TASK GOAL.
Copy out the entire listing precisely.

EXTRACTED ENTRIES.
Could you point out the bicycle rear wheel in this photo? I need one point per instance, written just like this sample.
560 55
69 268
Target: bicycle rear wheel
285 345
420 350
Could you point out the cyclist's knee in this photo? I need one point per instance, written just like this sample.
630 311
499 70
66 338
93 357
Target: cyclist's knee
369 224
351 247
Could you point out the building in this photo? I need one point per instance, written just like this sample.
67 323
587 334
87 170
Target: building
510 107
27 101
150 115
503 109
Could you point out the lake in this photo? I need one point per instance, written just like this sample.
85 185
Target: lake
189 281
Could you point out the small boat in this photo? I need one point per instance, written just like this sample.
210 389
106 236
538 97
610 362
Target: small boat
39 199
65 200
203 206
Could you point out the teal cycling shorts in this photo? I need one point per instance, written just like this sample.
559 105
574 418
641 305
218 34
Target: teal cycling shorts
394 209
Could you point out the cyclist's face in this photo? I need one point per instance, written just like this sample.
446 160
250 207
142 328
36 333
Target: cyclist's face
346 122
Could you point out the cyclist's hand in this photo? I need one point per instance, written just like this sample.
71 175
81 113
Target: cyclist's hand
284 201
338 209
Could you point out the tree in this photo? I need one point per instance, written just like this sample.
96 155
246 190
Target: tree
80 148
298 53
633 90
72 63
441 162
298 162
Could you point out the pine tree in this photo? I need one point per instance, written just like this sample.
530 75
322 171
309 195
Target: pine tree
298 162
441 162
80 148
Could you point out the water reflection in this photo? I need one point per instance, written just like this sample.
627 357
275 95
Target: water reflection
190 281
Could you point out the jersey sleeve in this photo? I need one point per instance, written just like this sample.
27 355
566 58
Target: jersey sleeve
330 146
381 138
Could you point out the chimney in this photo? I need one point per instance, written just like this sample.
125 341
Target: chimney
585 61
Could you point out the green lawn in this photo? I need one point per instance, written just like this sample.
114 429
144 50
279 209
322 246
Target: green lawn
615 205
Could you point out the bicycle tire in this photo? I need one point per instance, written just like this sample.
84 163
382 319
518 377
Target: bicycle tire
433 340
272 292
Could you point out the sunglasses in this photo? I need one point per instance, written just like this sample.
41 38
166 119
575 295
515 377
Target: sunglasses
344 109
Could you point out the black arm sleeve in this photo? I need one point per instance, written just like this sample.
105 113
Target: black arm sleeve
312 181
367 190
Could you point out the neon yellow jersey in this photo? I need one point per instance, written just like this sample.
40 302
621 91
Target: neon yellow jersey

OUTPUT FOR THIS TASK.
Could you point out the bicycle rear wheel in this photo? I need one point per instance, written just like this sample.
560 55
69 268
Target: bicycle rear wheel
285 345
420 350
Could you point out the cyclist's knee in this photo? I need one point per instance, written just like this sample.
630 311
499 70
66 338
93 357
Target: cyclist's knee
369 224
351 247
Could you point out the building in this photo? I need one point per instance, written just like this sample.
67 323
587 334
87 170
Target: building
510 107
27 101
150 115
503 109
Could you point out the lake in this photo? I need one point per instance, written just like this sample.
85 185
Target: lake
189 281
Could you point out the small boat in this photo? I need one point per instance, written just like this sample.
210 389
106 236
538 97
610 362
Target: small boat
39 199
65 200
203 206
Could you point out the teal cycling shorts in this photo? I need one point per instance, written just like this sample.
559 105
574 418
641 305
218 34
Target: teal cycling shorts
394 209
Could you point out the cyclist's face in this photo? I need one point per instance, written just like this sample.
446 160
250 207
142 328
36 333
Target: cyclist's face
346 122
Could you point out the cyclist's hand in this photo? I need one point per instance, written just like this sample.
71 175
81 113
Target: cyclist's hand
284 201
338 209
Could you point out the tree in this photo? I need one point per instance, written just like this sample.
96 155
246 190
Target: tree
80 148
298 53
633 90
72 63
441 162
298 162
Could you point out the pine tree in this photo? I need one point per instance, written just like this sample.
530 75
322 171
309 195
Target: pine tree
298 162
441 162
80 148
Could you point out the water reflection in this photo? I need one point per instance, written just like this sample.
627 357
275 95
Target: water reflection
190 281
Could you point out the jersey sleeve in this photo? I need one point per instance, written just like this sample.
27 355
566 58
Target: jersey sleeve
330 146
381 138
Could you point out the chimney in this photo? I need one point per instance, written just like this sample.
125 341
Target: chimney
585 61
Could you point out the green lawn in this photo? I need one point per instance, written just like this sample.
114 429
144 50
279 209
322 246
Target: green lawn
615 205
Could you point out the bicycle tire in this photo? I need one point per instance, written just like this sample.
84 163
382 319
518 377
Target: bicycle tire
433 340
272 292
Could you point out the sunglasses in this photo? I need one point per instance, written just like this sample.
41 38
166 119
575 295
515 377
Target: sunglasses
344 109
Could you point out the black arm sleeve in this photo? I need one point per instance, written just like this sample.
105 113
Target: black arm sleeve
312 181
367 190
Could you point out the neon yellow jersey in this photo? I need one point per instance, written just like this sample.
40 302
621 91
Target: neon yellow jersey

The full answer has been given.